▶ [TEXTO FORNECIDO]
Estado exibiu força policial e usou spray de pimenta contra a população, diz Folha

Foto: Divulgação moradores

O primeiro dia da desocupação da comunidade Monte Horebe, ao lado do residencial Viver Melhor, na Zona Centro-Oeste, foi marcado por operação que ostentou a capacidade de repressão das forças policiais do governo e cerceou a livre cobertura da imprensa dos fatos, impondo de forma massiva a versão oficial da ação do Governo do Amazonas.

A força da Estado foi apresentada aos moradores com efetivo entre 800 e mil policiais, representados na linha de frente da negociação com uma corrente humana de moradores que tentavam impedir, desarmados e com orações, o avanço dos policiais e a execução da medida judicial de desocupação do lugar.

Controle da informação

Do outro lado, o relato dos moradores foi feito pelo jornal Folha de São Paulo com a única equipe de reportagem que conseguiu escapar do cercadinho em que foram colocados os jornalistas e os veículos de comunicação do Amazonas.

▶ [DADOS FORNECIDOS]
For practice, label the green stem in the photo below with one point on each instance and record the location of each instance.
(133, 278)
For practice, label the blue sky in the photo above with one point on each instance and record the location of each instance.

▶ [TAREFA PROPOSTA A]
Extraia do texto sobre a desocupação da comunidade Monte Horebe o trecho entre "O primeiro dia" e "comunicação do Amazonas.", incluindo os dois.
▶ [TAREFA PROPOSTA B]
Com base no texto sobre a desocupação da comunidade Monte Horebe, responda:
(i) Ao lado de qual residencial fica a comunidade?
(ii) Quantos policiais tinha o efetivo apresentado aos moradores?
(iii) Qual jornal fez o relato dos moradores?

▶ [RESPOSTA FINAL A]
O primeiro dia da desocupação da comunidade Monte Horebe, ao lado do residencial Viver Melhor, na Zona Centro-Oeste, foi marcado por operação que ostentou a capacidade de repressão das forças policiais do governo e cerceou a livre cobertura da imprensa dos fatos, impondo de forma massiva a versão oficial da ação do Governo do Amazonas.

A força da Estado foi apresentada aos moradores com efetivo entre 800 e mil policiais, representados na linha de frente da negociação com uma corrente humana de moradores que tentavam impedir, desarmados e com orações, o avanço dos policiais e a execução da medida judicial de desocupação do lugar.

Controle da informação

Do outro lado, o relato dos moradores foi feito pelo jornal Folha de São Paulo com a única equipe de reportagem que conseguiu escapar do cercadinho em que foram colocados os jornalistas e os veículos de comunicação do Amazonas.

▶ [RESPOSTA FINAL B]
(i) Ao lado do residencial Viver Melhor.
(ii) Entre 800 e mil policiais.
(iii) A Folha de São Paulo.